■ Instruksi Tertulis 1
Tulis ulang baris-baris catatan mulai dari baris yang memuat "Roster-mapping task: tag the yellow" sampai akhir catatan, termasuk kedua ujungnya. Ganti "in this photo" dengan "in this image" dan biarkan bagian lainnya tidak berubah.

───── Kutipan Terpilih

Senin, 31 Januari 2011

Hatta: hidupnya riuh layaknya pasar

Oleh; Zulhajar
          Walau terbilang sangat ramai oleh warga kota yang berbelanja kebutuhan sehari- hari. Pasar Karuwisi, ternyata masih menjadi salah satu dari puluhan pasar yang masih berstatus Darurat di Kota Makassar.

 Setelah menyusuri setengah pasar , yang memanjang menyambungkan jalan Keamanan, jalan Abu Bakar Lambogo dan Jalan maccini raya, saya mulai memperhatikan kemungkinan berbincang dengan salah seorang pedagang. Saya mencoba mendekati seorang pedagang yang punya meja bertaplak biru persegi panjang. Meja yang panjangnya kurang lebih satu setengah meter dengan lebar setengah meter sekilas telah reok, setidaknya terlihat kayu dari kaki dan namun jejeran kayu penyangga saling silang yang mungkin tiap saat ditambahkan dikaki- kakinya, membuat meja itu bertahan cukup kuat menopang tumpukan- tumpukan ikan diatasnya tiap hari. sepintas posisi meja terlihat aneh, dimiringkan kedepan. Ternyata hal itu disengaja untuk memudahkan air mengalir jatuh kedasar lantai, sebab jika tidak, tiap saat air yang dipercikkan untuk tetap membuat ikan tampak segar akan menggenangi meja. Selain ikan, dua bungkusan berisi kantong plastik dengan ukuran berbeda juga menghiasi meja jualan. Disamping bawahnya terdapat dua ember berisi air bersih yang setiap saat dipercikkan guna menyegarkan ikan.

──────────
───── Baris Data

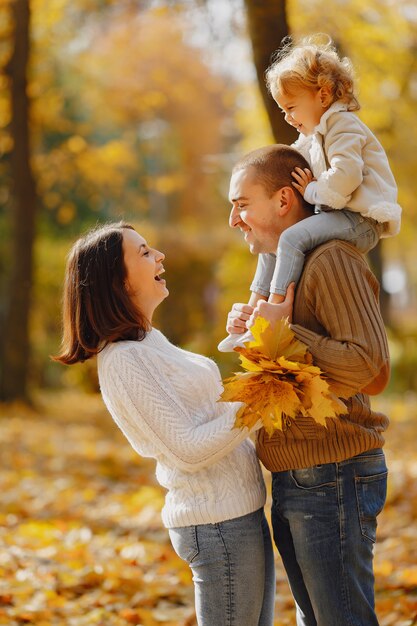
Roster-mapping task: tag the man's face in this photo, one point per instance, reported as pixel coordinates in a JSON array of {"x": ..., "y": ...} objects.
[{"x": 254, "y": 212}]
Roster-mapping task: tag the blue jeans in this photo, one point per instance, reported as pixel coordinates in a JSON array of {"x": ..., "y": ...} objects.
[
  {"x": 275, "y": 272},
  {"x": 233, "y": 570},
  {"x": 324, "y": 524}
]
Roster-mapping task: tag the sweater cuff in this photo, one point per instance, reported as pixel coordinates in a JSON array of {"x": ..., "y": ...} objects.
[{"x": 308, "y": 337}]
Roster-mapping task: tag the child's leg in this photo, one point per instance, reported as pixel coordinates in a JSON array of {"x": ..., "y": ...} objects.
[
  {"x": 305, "y": 235},
  {"x": 263, "y": 275}
]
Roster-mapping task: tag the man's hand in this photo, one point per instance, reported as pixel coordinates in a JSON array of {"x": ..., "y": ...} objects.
[
  {"x": 274, "y": 312},
  {"x": 302, "y": 177},
  {"x": 238, "y": 317}
]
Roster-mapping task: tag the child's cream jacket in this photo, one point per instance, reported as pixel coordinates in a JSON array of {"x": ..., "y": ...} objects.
[{"x": 351, "y": 169}]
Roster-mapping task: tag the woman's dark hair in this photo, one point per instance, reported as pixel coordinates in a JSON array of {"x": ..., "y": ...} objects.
[{"x": 97, "y": 309}]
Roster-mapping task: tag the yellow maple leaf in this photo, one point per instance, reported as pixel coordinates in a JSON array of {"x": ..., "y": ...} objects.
[{"x": 280, "y": 381}]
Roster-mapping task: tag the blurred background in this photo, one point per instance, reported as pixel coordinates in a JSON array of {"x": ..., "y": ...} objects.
[{"x": 137, "y": 110}]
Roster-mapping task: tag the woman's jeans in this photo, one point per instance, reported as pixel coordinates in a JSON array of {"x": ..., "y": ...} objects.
[
  {"x": 233, "y": 570},
  {"x": 324, "y": 523}
]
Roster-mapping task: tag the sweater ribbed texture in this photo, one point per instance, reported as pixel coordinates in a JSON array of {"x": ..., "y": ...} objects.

──────────

■ Instruksi Tertulis 2
Dalam kutipan terpilih tentang Pasar Karuwisi, mengapa meja pedagang ikan dimiringkan ke depan?

■ Jawaban Lengkap 1
Roster-mapping task: tag the yellow maple leaf in this image, one point per instance, reported as pixel coordinates in a JSON array of {"x": ..., "y": ...} objects.
[{"x": 280, "y": 381}]
Roster-mapping task: tag the blurred background in this image, one point per instance, reported as pixel coordinates in a JSON array of {"x": ..., "y": ...} objects.
[{"x": 137, "y": 110}]
Roster-mapping task: tag the woman's jeans in this image, one point per instance, reported as pixel coordinates in a JSON array of {"x": ..., "y": ...} objects.
[
  {"x": 233, "y": 570},
  {"x": 324, "y": 523}
]
Roster-mapping task: tag the sweater ribbed texture in this image, one point per instance, reported as pixel coordinates in a JSON array of {"x": ..., "y": ...} objects.

■ Jawaban Lengkap 2
Agar air mengalir jatuh ke dasar lantai, sehingga air yang dipercikkan untuk menyegarkan ikan tidak menggenangi meja.